__WHAT IS NEEDED__. Find the line that contains "In this picture, where can the man's" in the entries below. Output it and each later line exactly, and nothing else.

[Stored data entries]
══════════

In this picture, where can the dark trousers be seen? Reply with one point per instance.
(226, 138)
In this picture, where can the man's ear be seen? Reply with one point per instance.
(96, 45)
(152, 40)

══════════

__SOLUTION FOR THIS PROBLEM__.
In this picture, where can the man's ear be seen? Reply with one point per instance.
(96, 45)
(152, 40)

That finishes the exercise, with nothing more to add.